> What you will do:
With the pictures left out, retype exactly the lines below starting at the line that contains "Field-scouting request: tag every instance of the kitchen" and ending at the line that contains "Target: kitchen utensil".

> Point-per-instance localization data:
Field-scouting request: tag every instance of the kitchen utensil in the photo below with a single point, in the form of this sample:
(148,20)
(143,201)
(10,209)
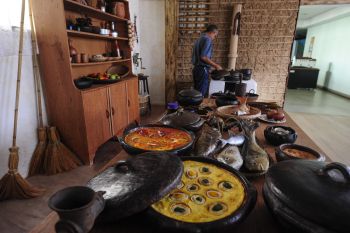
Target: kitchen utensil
--
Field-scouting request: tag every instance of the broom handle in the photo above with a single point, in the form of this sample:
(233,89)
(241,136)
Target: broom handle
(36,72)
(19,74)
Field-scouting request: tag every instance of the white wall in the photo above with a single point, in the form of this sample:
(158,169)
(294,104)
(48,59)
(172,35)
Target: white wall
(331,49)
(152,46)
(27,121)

> Expected answer:
Field-scouting request: tag every instance of the kitchen utensil in the photo below with a single point, in the form of this sample:
(148,20)
(143,201)
(10,209)
Target: kitchen utensil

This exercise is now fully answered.